**PASSAGE PROVIDED**
◆ ◆ ◆ ◆ ◆

I was tired when I got home, and the customary eye-drops meant I could not do any work, so I put my feet up for a couple of hours. When I eventually turned the computer on, I had a connection but nothing was loading. The blue light on the router was steady. My computer declared ‘connected’ but nothing was happening beyond ‘loading’ going around and around and around. Buffering? Nope, we had very clearly hit the buffers and ground to a halt.
Certain the fault was a Service Provider problem and nothing to do with my equipment, I asked my webmaster to tag my received emails with a ‘Locked in Purdah’ notification, and took the opportunity to write.
So, Internet-less, I had two articles tucked away, three reviews of books written and took a few nice walks in the woods. Add to those this newsletter, a complete re-edit of the first half of On The Account (the next novel being written) and several new chapters completed without pause for reading and replying to emails.
Am I back online? If you haven't heard from me via e-mail, Facebook, Twitter and the like, then No, I am not. If you are reading this and thinking; ‘But how did she do her journal?’ the answer is simple. There is still the old-fashioned way. I wrote it, printed it, and posted it by snail mail to my Webmaster. How he got it to this point, though, I have absolutely no idea. (You know me and my ignorance of bleh-type techie stuff…)
Maybe this No Internet business, at least for Jesamiah Acorne fans, is a good thing. Despite the distractions outside my window, writing the fifth Sea Witch Voyage - while not conversing on social media - is taking priority. At last.
We have lived in Devon for exactly two years now and I realise I have not been able to write with the in-depth concentration I require because of no longer needing to escape my surroundings. Writing was a way to block Walthamstow out. I had to live there, but could mentally transport myself to another time and place to get away from the noise, pollution and unhappiness. Here in Devon there is nothing to run away from.
So I can now enjoy the longed-for dream-come-true, but also re-embrace that other place, the World of Imagination. Maybe the Internet Disruption is a good thing – the kick-start needed to get back to writing?
Just to remind you of what you are waiting for, take a look at the Home Page graphic for February 2015.

◆ ◆ ◆ ◆ ◆

**GIVEN DATA**
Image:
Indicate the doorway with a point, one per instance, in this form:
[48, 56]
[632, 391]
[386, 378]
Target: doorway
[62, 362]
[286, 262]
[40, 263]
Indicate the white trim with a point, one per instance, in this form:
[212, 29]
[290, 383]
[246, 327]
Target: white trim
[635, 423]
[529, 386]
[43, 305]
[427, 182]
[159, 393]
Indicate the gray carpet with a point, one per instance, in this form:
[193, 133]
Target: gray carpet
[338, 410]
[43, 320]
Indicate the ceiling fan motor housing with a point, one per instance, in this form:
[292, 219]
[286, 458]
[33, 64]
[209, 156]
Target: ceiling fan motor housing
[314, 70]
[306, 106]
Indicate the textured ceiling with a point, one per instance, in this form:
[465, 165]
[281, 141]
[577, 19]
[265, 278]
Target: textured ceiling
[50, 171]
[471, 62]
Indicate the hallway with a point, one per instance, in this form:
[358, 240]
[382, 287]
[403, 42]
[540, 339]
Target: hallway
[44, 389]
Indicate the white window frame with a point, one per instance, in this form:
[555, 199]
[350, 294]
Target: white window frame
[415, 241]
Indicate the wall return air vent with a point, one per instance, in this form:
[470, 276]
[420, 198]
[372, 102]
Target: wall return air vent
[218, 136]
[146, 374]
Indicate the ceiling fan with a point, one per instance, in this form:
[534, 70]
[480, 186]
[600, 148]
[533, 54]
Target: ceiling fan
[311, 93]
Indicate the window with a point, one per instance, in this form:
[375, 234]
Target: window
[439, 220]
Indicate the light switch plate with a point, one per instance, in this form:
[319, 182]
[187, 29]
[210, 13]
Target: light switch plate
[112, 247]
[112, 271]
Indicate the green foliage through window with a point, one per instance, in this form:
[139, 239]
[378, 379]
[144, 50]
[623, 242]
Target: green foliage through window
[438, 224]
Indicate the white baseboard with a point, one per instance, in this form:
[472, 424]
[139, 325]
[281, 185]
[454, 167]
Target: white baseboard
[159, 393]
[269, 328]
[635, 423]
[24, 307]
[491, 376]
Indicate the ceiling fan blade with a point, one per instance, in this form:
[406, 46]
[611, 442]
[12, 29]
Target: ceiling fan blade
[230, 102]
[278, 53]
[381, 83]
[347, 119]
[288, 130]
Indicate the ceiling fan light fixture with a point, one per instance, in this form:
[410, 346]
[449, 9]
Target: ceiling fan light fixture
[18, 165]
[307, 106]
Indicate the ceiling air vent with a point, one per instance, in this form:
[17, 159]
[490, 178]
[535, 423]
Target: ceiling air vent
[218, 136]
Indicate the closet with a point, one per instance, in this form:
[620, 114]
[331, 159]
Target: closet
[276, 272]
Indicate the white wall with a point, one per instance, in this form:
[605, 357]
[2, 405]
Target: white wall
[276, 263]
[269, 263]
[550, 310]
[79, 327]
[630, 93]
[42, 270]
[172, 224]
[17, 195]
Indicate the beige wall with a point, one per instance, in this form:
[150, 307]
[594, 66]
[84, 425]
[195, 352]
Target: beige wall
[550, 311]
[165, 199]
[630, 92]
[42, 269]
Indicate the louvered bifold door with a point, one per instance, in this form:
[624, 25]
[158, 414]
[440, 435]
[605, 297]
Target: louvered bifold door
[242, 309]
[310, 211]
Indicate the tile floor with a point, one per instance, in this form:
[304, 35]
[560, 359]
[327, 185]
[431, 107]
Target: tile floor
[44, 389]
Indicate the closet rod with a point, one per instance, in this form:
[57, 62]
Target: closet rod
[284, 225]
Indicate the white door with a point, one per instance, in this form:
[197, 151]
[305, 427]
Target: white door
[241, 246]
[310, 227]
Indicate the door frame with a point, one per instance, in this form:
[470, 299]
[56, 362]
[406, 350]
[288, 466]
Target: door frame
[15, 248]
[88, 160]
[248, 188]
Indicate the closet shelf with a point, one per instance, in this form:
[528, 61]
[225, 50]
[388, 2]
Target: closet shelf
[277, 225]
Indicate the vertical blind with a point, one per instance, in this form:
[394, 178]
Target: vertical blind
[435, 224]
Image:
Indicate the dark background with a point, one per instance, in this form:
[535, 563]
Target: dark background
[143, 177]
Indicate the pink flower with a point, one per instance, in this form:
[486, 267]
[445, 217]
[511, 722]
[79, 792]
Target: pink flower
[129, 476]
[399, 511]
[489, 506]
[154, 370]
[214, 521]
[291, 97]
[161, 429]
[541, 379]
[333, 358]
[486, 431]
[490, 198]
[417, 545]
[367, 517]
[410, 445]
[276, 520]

◆ ◆ ◆ ◆ ◆

**EXERCISE SET**
1. In the passage about the Internet outage, rewrite the text from "Maybe this No" up to and including "back to writing?", swapping "Walthamstow" for "the city".
2. According to the passage about the Internet outage, how long has the writer lived in Devon?

**OUTPUTS IN ORDER**
1.
Maybe this No Internet business, at least for Jesamiah Acorne fans, is a good thing. Despite the distractions outside my window, writing the fifth Sea Witch Voyage - while not conversing on social media - is taking priority. At last.
We have lived in Devon for exactly two years now and I realise I have not been able to write with the in-depth concentration I require because of no longer needing to escape my surroundings. Writing was a way to block the city out. I had to live there, but could mentally transport myself to another time and place to get away from the noise, pollution and unhappiness. Here in Devon there is nothing to run away from.
So I can now enjoy the longed-for dream-come-true, but also re-embrace that other place, the World of Imagination. Maybe the Internet Disruption is a good thing – the kick-start needed to get back to writing?

2. Exactly two years.